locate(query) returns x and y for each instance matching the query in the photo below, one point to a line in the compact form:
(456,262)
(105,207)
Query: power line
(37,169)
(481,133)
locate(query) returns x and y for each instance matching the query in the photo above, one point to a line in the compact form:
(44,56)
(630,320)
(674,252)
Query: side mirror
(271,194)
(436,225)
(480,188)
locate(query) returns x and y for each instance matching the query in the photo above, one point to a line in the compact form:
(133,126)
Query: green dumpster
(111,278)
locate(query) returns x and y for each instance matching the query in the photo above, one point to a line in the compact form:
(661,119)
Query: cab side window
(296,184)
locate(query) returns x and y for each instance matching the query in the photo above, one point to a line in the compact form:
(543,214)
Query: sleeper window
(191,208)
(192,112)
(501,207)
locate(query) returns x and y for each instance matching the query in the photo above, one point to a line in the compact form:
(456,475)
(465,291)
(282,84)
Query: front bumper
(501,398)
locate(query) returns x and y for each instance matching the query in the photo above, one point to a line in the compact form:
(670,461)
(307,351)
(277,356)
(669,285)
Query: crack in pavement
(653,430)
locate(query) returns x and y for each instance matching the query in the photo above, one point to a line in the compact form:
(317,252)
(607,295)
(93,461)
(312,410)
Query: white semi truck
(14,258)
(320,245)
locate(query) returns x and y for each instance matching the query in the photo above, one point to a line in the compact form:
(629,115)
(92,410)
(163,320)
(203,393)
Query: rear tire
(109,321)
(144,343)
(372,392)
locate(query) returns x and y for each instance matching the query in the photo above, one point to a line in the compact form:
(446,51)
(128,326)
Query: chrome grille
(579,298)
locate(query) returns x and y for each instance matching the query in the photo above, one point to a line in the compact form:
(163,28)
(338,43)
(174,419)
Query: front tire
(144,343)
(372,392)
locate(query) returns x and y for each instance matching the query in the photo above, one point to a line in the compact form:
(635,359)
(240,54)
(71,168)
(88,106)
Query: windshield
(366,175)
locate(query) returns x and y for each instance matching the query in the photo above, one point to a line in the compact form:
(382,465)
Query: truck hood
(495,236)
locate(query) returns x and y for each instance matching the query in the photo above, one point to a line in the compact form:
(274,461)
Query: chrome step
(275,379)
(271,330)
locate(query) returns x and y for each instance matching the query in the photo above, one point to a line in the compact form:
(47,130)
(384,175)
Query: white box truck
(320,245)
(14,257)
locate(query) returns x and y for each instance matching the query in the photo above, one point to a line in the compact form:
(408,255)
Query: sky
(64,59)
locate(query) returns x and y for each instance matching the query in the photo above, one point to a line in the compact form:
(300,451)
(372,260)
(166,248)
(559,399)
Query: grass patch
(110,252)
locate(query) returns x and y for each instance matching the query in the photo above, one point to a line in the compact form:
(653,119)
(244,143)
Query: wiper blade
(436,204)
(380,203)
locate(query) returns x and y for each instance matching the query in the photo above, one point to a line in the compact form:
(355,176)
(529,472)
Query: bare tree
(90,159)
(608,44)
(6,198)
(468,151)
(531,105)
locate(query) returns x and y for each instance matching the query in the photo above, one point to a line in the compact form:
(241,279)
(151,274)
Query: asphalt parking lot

* **Required work**: Go back to the listing above and please repeat it exactly.

* **Response**:
locate(query) returns x and y for each instance matching the query in the photo below, one point to a line in the compact form:
(456,262)
(105,207)
Query: power line
(37,169)
(481,133)
locate(query) returns x and y for each instance matching the query in the photo above, one point to a line in the compact form:
(44,56)
(630,320)
(674,252)
Query: side mirror
(271,194)
(436,225)
(480,188)
locate(query) returns x and y for each instance matching the query in the photo above, one point to a line in the compact form:
(133,126)
Query: green dumpster
(111,278)
locate(query) returns x and y for each instance matching the query in the photo above, one point to a line in the compact form:
(661,119)
Query: cab side window
(296,184)
locate(query) returns x and y for each instance matching the query in the photo above, one point to a line in the compact form:
(543,214)
Query: sleeper window
(191,208)
(192,112)
(501,207)
locate(query) returns x and y for each instance matching the query in the photo above, one point to a line in the compact form:
(456,475)
(465,291)
(282,84)
Query: front bumper
(501,398)
locate(query) returns x and y for each instance matching the query in the photo above, one point to a line in the compact form:
(670,461)
(307,351)
(277,356)
(669,285)
Query: crack in pavement
(653,430)
locate(query) returns x and y for each instance matching the query in the photo above, one point to a line in the compact form:
(317,252)
(607,295)
(93,461)
(312,410)
Query: white semi truck
(14,258)
(320,245)
locate(query) returns x and y for each instance matching the query in the photo above, one point to a line in the compact form:
(629,115)
(92,410)
(163,320)
(203,393)
Query: rear tire
(109,321)
(144,343)
(372,392)
locate(query) returns x and y for each instance matching the query in the photo above, one point to a line in the compact form:
(446,51)
(128,326)
Query: chrome grille
(579,298)
locate(query) returns x and y for each instance matching the query in the photo above, one point to a line in the compact form:
(163,28)
(338,43)
(174,419)
Query: front tire
(144,343)
(372,392)
locate(query) returns x and y for each instance matching the query in the photo above, one point to a line in the compact form:
(635,359)
(240,54)
(71,168)
(88,106)
Query: windshield
(366,175)
locate(query) returns x and y for each instance matching the query in the photo above, one point to a line in the compact form:
(382,465)
Query: truck hood
(495,236)
locate(query) returns x and y for each instance matching the query in the photo above, one point to a line in the compact form:
(274,461)
Query: chrome step
(275,379)
(271,330)
locate(query) returns x and y for each instance matching the query in the photo above, one point to a line in the compact form:
(47,130)
(384,175)
Query: white box truck
(320,245)
(14,257)
locate(query) returns x and y for each instance matching the query in the photo above, one point to a line in the compact form:
(408,255)
Query: sky
(64,59)
locate(query) returns x and y for each instance matching the query in the photo above, one point to a line in the compact form:
(300,451)
(372,260)
(166,248)
(559,399)
Query: grass patch
(110,252)
locate(query) returns x and y for each instance matching the query in the photo above, one point to a line in the compact form:
(653,119)
(244,143)
Query: wiper blade
(436,204)
(380,203)
locate(query) returns x and y for each instance matching the query in the photo above, one point to a line in the compact form:
(355,176)
(529,472)
Query: bare tree
(90,159)
(608,44)
(6,198)
(468,151)
(531,105)
locate(query) returns x and y for each instance matching the query in the photo above, one point to a line in the compact form:
(241,279)
(151,274)
Query: asphalt parking lot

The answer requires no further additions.